Stored data entries:
--------------------------------
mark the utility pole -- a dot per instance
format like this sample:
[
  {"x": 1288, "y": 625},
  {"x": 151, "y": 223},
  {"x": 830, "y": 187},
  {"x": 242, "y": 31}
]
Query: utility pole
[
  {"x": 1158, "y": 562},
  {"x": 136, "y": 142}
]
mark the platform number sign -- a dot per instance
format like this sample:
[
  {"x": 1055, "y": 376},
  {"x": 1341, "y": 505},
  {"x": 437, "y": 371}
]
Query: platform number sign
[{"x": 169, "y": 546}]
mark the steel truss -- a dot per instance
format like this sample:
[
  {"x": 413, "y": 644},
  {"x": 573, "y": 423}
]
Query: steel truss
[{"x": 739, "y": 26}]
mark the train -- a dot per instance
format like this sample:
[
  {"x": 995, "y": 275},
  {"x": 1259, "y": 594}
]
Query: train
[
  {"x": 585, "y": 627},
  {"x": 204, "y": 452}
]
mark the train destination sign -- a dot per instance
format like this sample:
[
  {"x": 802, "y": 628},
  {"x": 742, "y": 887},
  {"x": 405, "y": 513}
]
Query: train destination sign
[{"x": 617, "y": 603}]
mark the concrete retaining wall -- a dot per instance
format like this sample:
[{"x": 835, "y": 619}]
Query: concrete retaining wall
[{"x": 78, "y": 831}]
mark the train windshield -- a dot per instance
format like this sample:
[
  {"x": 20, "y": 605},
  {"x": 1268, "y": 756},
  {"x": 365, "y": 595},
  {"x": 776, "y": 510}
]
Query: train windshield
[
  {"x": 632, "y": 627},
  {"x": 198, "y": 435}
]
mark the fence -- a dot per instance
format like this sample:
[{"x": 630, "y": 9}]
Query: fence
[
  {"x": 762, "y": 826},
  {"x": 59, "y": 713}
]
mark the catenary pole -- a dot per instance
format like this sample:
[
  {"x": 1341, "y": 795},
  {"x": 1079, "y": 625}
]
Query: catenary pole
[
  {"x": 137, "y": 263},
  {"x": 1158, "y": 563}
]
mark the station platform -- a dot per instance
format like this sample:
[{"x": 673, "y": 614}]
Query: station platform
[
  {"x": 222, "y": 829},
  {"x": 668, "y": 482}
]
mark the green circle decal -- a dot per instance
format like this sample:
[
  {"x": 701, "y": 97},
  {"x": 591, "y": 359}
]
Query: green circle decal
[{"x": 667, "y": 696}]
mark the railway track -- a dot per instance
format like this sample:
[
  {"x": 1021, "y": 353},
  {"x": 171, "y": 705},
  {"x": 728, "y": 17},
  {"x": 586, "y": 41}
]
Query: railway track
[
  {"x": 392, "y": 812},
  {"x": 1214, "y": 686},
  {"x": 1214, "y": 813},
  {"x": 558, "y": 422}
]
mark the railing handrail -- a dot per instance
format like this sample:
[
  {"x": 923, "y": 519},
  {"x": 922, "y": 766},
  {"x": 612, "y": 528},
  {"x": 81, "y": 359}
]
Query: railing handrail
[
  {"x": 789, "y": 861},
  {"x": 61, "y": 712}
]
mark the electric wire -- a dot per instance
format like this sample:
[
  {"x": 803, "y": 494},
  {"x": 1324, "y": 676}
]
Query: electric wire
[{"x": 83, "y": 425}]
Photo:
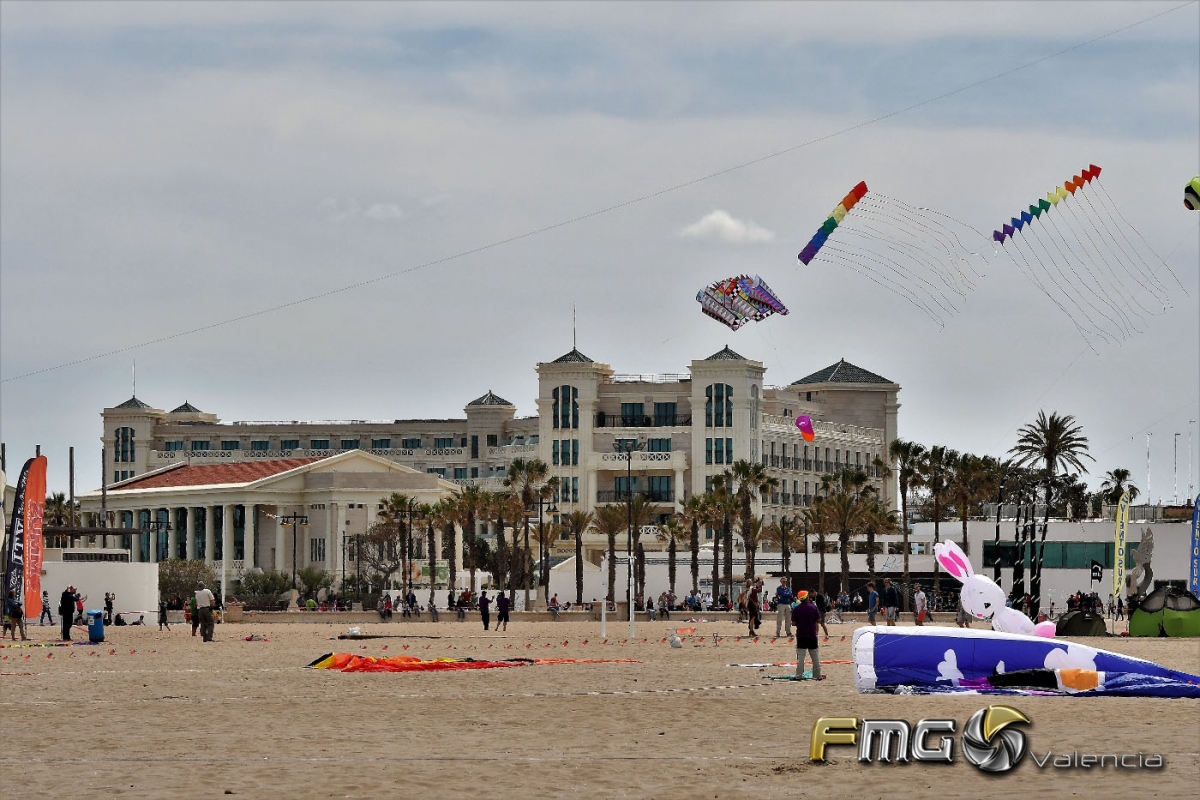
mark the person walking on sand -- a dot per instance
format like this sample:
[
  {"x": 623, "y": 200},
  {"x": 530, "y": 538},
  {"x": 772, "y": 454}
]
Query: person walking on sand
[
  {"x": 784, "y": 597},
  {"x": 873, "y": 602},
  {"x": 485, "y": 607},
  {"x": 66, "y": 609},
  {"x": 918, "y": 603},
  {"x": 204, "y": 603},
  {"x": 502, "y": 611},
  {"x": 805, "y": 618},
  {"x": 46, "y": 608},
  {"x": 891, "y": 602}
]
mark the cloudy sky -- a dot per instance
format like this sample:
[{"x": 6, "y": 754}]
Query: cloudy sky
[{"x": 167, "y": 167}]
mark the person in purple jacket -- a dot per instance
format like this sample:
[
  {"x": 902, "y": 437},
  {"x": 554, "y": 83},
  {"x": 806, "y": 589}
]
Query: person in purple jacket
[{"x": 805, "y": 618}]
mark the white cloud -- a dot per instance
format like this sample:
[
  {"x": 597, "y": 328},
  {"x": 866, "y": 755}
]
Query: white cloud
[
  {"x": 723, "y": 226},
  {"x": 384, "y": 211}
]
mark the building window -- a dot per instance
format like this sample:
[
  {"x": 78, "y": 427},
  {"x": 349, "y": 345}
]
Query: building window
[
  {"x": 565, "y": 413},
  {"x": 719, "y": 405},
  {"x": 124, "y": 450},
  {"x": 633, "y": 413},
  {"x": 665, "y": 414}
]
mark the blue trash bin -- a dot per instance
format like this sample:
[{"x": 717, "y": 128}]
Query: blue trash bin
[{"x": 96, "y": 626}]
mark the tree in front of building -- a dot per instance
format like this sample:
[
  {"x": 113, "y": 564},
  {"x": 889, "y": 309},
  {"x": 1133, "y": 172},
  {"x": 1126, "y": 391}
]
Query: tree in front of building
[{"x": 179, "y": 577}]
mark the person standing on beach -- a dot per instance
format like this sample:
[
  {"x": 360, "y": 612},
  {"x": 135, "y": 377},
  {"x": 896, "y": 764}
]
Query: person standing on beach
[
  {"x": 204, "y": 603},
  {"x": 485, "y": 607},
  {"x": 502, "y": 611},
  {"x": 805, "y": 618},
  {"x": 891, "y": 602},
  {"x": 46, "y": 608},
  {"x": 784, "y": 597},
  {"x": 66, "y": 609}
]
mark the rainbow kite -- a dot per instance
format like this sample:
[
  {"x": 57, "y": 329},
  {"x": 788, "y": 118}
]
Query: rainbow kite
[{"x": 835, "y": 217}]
--------------------------------
WORK REQUEST: Each entry above should be given again exactly, with its pictures omitted.

SOLUTION FOR THIS PROBLEM:
mark the utility pole -- a dot per instance
format like this sample:
[
  {"x": 1288, "y": 625},
  {"x": 151, "y": 223},
  {"x": 830, "y": 187},
  {"x": 242, "y": 31}
]
Query: utility pole
[
  {"x": 1158, "y": 562},
  {"x": 136, "y": 142}
]
mark the platform number sign -- a dot per instance
format like this sample:
[
  {"x": 1055, "y": 376},
  {"x": 1341, "y": 505},
  {"x": 437, "y": 371}
]
Query: platform number sign
[{"x": 169, "y": 546}]
mark the steel truss -- a dot per instance
format like this sample:
[
  {"x": 413, "y": 644},
  {"x": 573, "y": 423}
]
Query: steel truss
[{"x": 739, "y": 26}]
mark the train -- a dot per instance
format like this sample:
[
  {"x": 995, "y": 275},
  {"x": 1259, "y": 594}
]
Query: train
[
  {"x": 585, "y": 627},
  {"x": 204, "y": 452}
]
mark the train destination sign -- a dot per instance
format like this sample:
[
  {"x": 802, "y": 628},
  {"x": 742, "y": 887},
  {"x": 405, "y": 513}
]
Query: train destination sign
[{"x": 617, "y": 603}]
mark the concrete retaining wall -- a dot per instance
format like this sample:
[{"x": 835, "y": 619}]
Query: concrete retaining wall
[{"x": 78, "y": 831}]
mark the train windshield -- a dot per instance
format like this sample:
[
  {"x": 20, "y": 605},
  {"x": 1268, "y": 756},
  {"x": 365, "y": 595},
  {"x": 776, "y": 510}
]
Query: train windshield
[
  {"x": 632, "y": 627},
  {"x": 198, "y": 435}
]
mark the fence -- a dot per instance
format like this sample:
[{"x": 630, "y": 9}]
Query: fence
[
  {"x": 762, "y": 826},
  {"x": 59, "y": 713}
]
mark the catenary pole -- a dot per instance
format like this sample:
[
  {"x": 1341, "y": 795},
  {"x": 1079, "y": 625}
]
Query: catenary pole
[
  {"x": 137, "y": 263},
  {"x": 1158, "y": 563}
]
mark the station platform -- a dot per instance
format like this sample:
[{"x": 673, "y": 614}]
Query: station platform
[
  {"x": 222, "y": 829},
  {"x": 668, "y": 482}
]
mark the green circle decal -- a dot per instance
format like this sample:
[
  {"x": 701, "y": 97},
  {"x": 591, "y": 359}
]
Query: green circle decal
[{"x": 667, "y": 696}]
mark the railway track -- a dot per instance
format like this sample:
[
  {"x": 1021, "y": 353},
  {"x": 171, "y": 705},
  {"x": 728, "y": 17},
  {"x": 586, "y": 41}
]
Query: railway track
[
  {"x": 392, "y": 812},
  {"x": 1214, "y": 686},
  {"x": 1214, "y": 813},
  {"x": 558, "y": 422}
]
mark the railing handrail -- a dot per instance
format like this sample:
[
  {"x": 923, "y": 519},
  {"x": 922, "y": 766},
  {"x": 612, "y": 528},
  {"x": 81, "y": 359}
]
Query: railing handrail
[
  {"x": 789, "y": 861},
  {"x": 61, "y": 712}
]
mark the electric wire -- a dot per instance
format like this sample:
[
  {"x": 803, "y": 494},
  {"x": 1324, "y": 676}
]
Query: electric wire
[{"x": 83, "y": 425}]
Photo:
mark the person walking on sand -- a dot per instance
format like this sample:
[
  {"x": 623, "y": 200},
  {"x": 530, "y": 538},
  {"x": 772, "y": 454}
]
Query: person walking on sand
[
  {"x": 784, "y": 597},
  {"x": 873, "y": 602},
  {"x": 485, "y": 607},
  {"x": 66, "y": 609},
  {"x": 918, "y": 603},
  {"x": 204, "y": 603},
  {"x": 502, "y": 611},
  {"x": 805, "y": 618},
  {"x": 46, "y": 608},
  {"x": 891, "y": 602}
]
mark the cloudy sky -- a dot per instance
format like this sample:
[{"x": 6, "y": 754}]
Query: cloudy sky
[{"x": 167, "y": 167}]
mark the person in purple jacket -- a dot per instance
format like this sample:
[
  {"x": 902, "y": 437},
  {"x": 554, "y": 83},
  {"x": 806, "y": 589}
]
Query: person in purple jacket
[{"x": 805, "y": 618}]
mark the white cloud -- a dot per instance
format like this sample:
[
  {"x": 597, "y": 328},
  {"x": 866, "y": 755}
]
Query: white cloud
[
  {"x": 723, "y": 226},
  {"x": 384, "y": 211}
]
mark the building window -- a dot per instance
format like this sample:
[
  {"x": 78, "y": 427},
  {"x": 349, "y": 345}
]
Query: building window
[
  {"x": 565, "y": 413},
  {"x": 719, "y": 405},
  {"x": 124, "y": 450},
  {"x": 633, "y": 413},
  {"x": 665, "y": 414}
]
mark the blue trash bin -- a dot per instance
format like this sample:
[{"x": 717, "y": 128}]
Query: blue trash bin
[{"x": 96, "y": 626}]
mark the tree in front of building -- a dot per instance
format like this sample:
[
  {"x": 113, "y": 564},
  {"x": 889, "y": 309},
  {"x": 1133, "y": 172},
  {"x": 1126, "y": 391}
]
Query: tree in front of building
[{"x": 179, "y": 577}]
mark the person standing on beach -- a dot per instance
format like this sample:
[
  {"x": 360, "y": 612},
  {"x": 135, "y": 377},
  {"x": 896, "y": 764}
]
Query: person standing on beach
[
  {"x": 204, "y": 603},
  {"x": 485, "y": 607},
  {"x": 502, "y": 611},
  {"x": 805, "y": 618},
  {"x": 891, "y": 602},
  {"x": 46, "y": 608},
  {"x": 784, "y": 597},
  {"x": 66, "y": 609}
]
mark the rainbow kite -- a dot per instance
format like this sample:
[
  {"x": 57, "y": 329},
  {"x": 788, "y": 118}
]
Query: rainbow kite
[{"x": 835, "y": 217}]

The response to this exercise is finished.